======== TEXTE DU DOCUMENT ========

« Dans les rues de la ville, j’ai remarqué qu’on parlait un peu moins de la guerre en Ukraine ou de la hausse des prix et un peu plus de basket. » Ces jours-ci, Paul Seignolle, le président de l’Abeille des Aydes de Blois, boit du petit-lait. Le Petit Poucet de la Betclic Elite (ex-ProA) – la première division du basket français – a enregistré trois succès en autant de matchs, contre Roanne, Villeurbanne et Paris. La prochaine rencontre est prévue, samedi 8 octobre, à domicile contre Fos-sur-Mer.
Un démarrage idéal pour un club découvrant le très haut niveau pour la première fois de sa longue histoire. « Je commence à recevoir des SMS de sympathie de dirigeants d’autres clubs. Tout à l’heure, c’était le numéro deux de Monaco », déclare, enchanté, celui qui est aussi le patron du Mouvement des entreprises de France (Medef) du Loir-et-Cher, qui file volontiers la métaphore entrepreneuriale.

======== DONNÉES ENREGISTRÉES ========

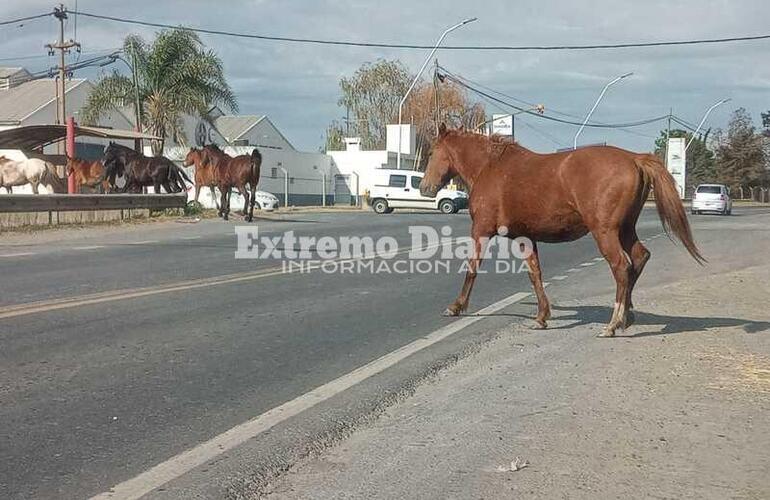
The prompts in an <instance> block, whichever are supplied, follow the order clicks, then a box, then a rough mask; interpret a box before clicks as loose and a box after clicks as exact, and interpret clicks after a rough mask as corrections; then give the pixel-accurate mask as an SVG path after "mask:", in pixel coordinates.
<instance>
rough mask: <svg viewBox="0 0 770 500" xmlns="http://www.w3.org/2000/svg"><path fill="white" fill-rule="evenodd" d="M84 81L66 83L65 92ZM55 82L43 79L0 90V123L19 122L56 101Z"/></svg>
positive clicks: (33, 80)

========

CONSIGNE: Recopiez à l'identique le passage du texte sur le club de basket de Blois qui commence aux mots « Un démarrage idéal » et s'arrête après les mots « la métaphore entrepreneuriale. ». La liste qui précède est un matériau indépendant du texte.

CORRIGÉ DE L'EXERCICE:
Un démarrage idéal pour un club découvrant le très haut niveau pour la première fois de sa longue histoire. « Je commence à recevoir des SMS de sympathie de dirigeants d’autres clubs. Tout à l’heure, c’était le numéro deux de Monaco », déclare, enchanté, celui qui est aussi le patron du Mouvement des entreprises de France (Medef) du Loir-et-Cher, qui file volontiers la métaphore entrepreneuriale.